▸ **WHAT THE TASK ASKS**: Set down, without any change, the lines from the one containing "Reviewer note: verify that every instance of the concrete wall" through the one containing "column 349, row 158", both included, and nothing else.

▸ **DATASET RECORDS**:
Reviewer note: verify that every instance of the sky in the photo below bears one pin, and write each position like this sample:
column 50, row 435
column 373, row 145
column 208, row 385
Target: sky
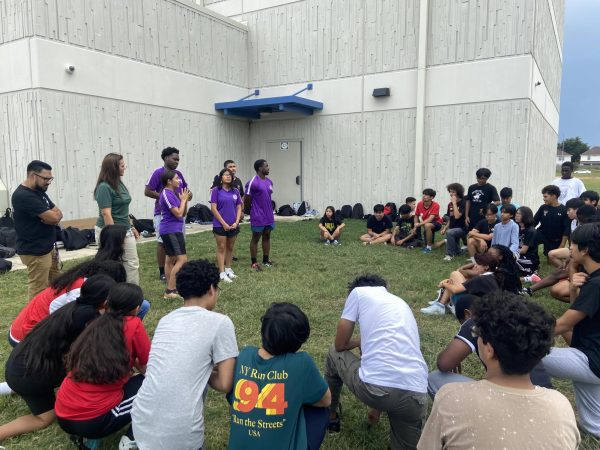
column 580, row 90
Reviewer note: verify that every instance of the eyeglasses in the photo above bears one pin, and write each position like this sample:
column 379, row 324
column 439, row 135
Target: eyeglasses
column 46, row 179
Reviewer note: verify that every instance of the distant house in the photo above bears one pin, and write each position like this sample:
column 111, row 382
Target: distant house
column 589, row 158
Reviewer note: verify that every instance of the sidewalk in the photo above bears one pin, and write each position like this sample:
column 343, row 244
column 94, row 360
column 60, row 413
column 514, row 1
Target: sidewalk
column 90, row 250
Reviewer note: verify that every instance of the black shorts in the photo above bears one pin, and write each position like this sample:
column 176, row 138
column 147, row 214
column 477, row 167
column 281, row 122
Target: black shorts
column 174, row 244
column 220, row 231
column 37, row 391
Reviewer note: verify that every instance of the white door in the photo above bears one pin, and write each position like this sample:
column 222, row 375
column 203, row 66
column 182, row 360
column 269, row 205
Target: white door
column 285, row 164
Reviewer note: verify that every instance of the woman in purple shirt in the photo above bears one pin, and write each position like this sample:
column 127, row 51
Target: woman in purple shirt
column 172, row 208
column 226, row 206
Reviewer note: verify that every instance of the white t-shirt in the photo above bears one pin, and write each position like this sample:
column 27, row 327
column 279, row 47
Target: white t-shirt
column 389, row 339
column 168, row 410
column 571, row 188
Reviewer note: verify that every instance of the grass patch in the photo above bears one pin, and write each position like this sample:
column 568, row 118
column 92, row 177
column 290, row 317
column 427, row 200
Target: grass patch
column 306, row 273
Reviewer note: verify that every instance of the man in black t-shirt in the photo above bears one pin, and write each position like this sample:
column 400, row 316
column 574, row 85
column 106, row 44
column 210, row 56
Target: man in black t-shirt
column 479, row 196
column 35, row 219
column 580, row 327
column 379, row 227
column 554, row 224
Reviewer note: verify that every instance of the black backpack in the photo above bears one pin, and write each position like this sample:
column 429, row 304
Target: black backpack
column 142, row 225
column 5, row 266
column 8, row 237
column 74, row 239
column 346, row 211
column 286, row 210
column 199, row 213
column 302, row 209
column 7, row 252
column 357, row 211
column 6, row 221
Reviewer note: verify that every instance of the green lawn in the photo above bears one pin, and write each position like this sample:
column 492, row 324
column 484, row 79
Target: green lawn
column 306, row 273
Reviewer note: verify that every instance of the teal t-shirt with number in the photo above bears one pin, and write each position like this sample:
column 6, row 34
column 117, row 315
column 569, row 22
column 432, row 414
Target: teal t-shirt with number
column 268, row 398
column 119, row 204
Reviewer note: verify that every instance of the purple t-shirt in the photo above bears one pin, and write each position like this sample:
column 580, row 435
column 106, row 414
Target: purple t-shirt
column 169, row 223
column 261, row 211
column 155, row 185
column 226, row 202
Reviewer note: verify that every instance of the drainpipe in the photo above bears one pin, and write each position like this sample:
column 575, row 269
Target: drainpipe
column 421, row 78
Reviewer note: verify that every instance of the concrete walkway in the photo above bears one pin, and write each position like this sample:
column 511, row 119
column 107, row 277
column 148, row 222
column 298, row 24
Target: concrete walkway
column 90, row 250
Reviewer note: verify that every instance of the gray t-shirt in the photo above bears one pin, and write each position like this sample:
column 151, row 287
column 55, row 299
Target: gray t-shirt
column 168, row 410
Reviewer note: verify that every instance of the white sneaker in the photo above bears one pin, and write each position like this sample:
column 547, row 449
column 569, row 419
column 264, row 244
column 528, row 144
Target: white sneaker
column 452, row 308
column 223, row 276
column 127, row 444
column 5, row 389
column 436, row 309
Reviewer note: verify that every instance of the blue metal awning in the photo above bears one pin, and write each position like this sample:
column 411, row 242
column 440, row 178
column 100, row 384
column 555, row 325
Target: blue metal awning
column 251, row 108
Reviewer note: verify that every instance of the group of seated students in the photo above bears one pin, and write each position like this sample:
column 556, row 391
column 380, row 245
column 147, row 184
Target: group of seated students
column 84, row 335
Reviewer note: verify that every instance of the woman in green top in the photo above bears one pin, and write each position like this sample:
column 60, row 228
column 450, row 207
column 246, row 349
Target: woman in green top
column 113, row 202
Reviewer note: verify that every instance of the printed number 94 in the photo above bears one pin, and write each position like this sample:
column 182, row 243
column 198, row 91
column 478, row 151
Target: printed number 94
column 271, row 398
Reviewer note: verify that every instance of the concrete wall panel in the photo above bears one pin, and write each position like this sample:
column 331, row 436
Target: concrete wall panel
column 467, row 30
column 15, row 20
column 165, row 33
column 545, row 50
column 74, row 132
column 349, row 158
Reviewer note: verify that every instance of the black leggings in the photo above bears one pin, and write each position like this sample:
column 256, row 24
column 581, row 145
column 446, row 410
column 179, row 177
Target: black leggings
column 110, row 422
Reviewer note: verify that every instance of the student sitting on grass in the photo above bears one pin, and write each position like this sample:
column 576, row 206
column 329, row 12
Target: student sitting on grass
column 507, row 231
column 580, row 328
column 390, row 375
column 554, row 224
column 192, row 348
column 331, row 227
column 464, row 343
column 480, row 237
column 506, row 410
column 427, row 217
column 590, row 198
column 505, row 200
column 529, row 259
column 95, row 398
column 64, row 290
column 558, row 281
column 454, row 230
column 485, row 264
column 379, row 227
column 294, row 394
column 35, row 368
column 479, row 196
column 404, row 233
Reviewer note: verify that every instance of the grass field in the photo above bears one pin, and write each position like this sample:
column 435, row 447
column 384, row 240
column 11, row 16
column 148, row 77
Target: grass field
column 308, row 274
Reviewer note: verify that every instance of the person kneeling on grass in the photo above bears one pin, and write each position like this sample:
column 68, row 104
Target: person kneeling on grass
column 173, row 208
column 293, row 395
column 390, row 375
column 35, row 368
column 331, row 227
column 379, row 227
column 580, row 328
column 192, row 348
column 506, row 410
column 464, row 343
column 94, row 400
column 404, row 233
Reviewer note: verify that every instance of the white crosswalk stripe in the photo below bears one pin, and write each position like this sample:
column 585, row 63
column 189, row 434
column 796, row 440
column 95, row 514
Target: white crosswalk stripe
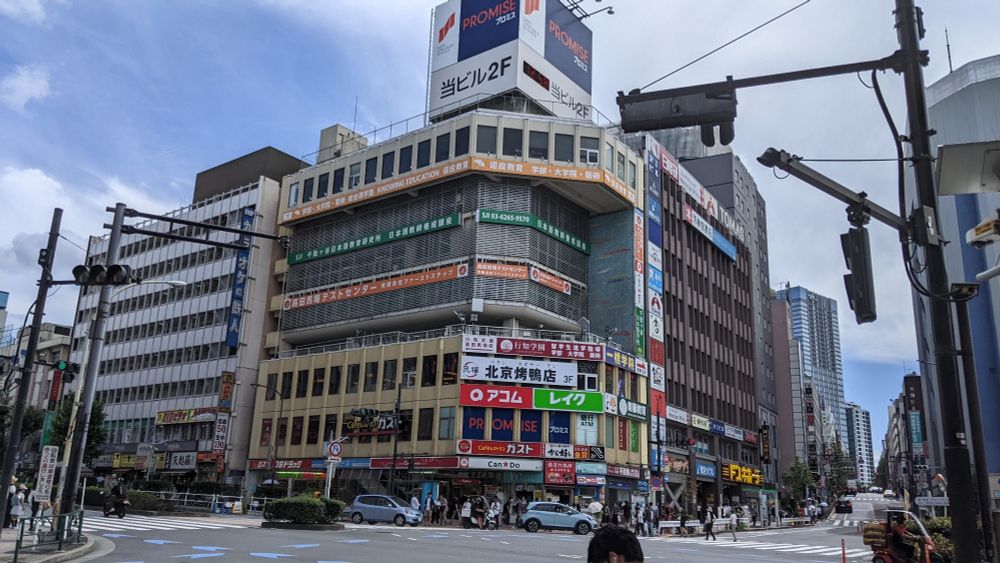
column 97, row 523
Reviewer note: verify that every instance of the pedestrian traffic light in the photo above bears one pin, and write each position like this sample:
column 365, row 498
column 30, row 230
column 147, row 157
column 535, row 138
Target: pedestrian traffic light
column 116, row 274
column 668, row 109
column 860, row 283
column 70, row 370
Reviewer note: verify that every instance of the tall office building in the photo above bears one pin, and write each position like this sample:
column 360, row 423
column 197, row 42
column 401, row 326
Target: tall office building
column 859, row 442
column 964, row 107
column 177, row 361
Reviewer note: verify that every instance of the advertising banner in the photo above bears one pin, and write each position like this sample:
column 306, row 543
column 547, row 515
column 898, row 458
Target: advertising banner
column 502, row 424
column 379, row 238
column 525, row 219
column 575, row 401
column 495, row 396
column 559, row 427
column 473, row 422
column 499, row 448
column 560, row 472
column 531, row 426
column 384, row 285
column 507, row 370
column 551, row 281
column 501, row 270
column 500, row 464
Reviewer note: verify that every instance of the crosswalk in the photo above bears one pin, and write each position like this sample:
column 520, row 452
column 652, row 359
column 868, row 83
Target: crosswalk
column 797, row 548
column 95, row 522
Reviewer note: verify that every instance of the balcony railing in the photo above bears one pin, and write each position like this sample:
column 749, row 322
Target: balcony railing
column 396, row 337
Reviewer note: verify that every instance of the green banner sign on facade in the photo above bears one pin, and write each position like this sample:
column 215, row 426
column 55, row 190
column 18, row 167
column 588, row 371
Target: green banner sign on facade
column 528, row 220
column 569, row 400
column 391, row 235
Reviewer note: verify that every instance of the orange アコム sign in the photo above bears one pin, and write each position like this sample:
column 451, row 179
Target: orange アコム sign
column 384, row 285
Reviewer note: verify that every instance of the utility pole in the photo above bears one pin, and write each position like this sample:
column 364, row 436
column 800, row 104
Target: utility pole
column 46, row 259
column 71, row 472
column 909, row 30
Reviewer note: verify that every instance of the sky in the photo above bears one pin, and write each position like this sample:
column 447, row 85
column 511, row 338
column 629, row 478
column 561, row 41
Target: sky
column 126, row 101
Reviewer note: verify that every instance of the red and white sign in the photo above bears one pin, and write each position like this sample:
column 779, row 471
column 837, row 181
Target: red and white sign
column 403, row 462
column 551, row 280
column 502, row 396
column 498, row 448
column 560, row 472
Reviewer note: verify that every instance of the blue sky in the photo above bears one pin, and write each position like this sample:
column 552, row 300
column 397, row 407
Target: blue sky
column 106, row 101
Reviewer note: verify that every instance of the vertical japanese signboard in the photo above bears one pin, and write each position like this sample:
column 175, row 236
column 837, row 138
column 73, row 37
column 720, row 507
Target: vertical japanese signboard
column 238, row 293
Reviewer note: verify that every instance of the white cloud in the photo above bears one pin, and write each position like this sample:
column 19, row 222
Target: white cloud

▸ **TASK OUTPUT**:
Reviewer note: verify that every instance of the concrete wall panel in the photo above bears one pin, and write each position like this sample:
column 331, row 436
Target: concrete wall panel
column 467, row 30
column 15, row 20
column 165, row 33
column 545, row 50
column 74, row 132
column 349, row 158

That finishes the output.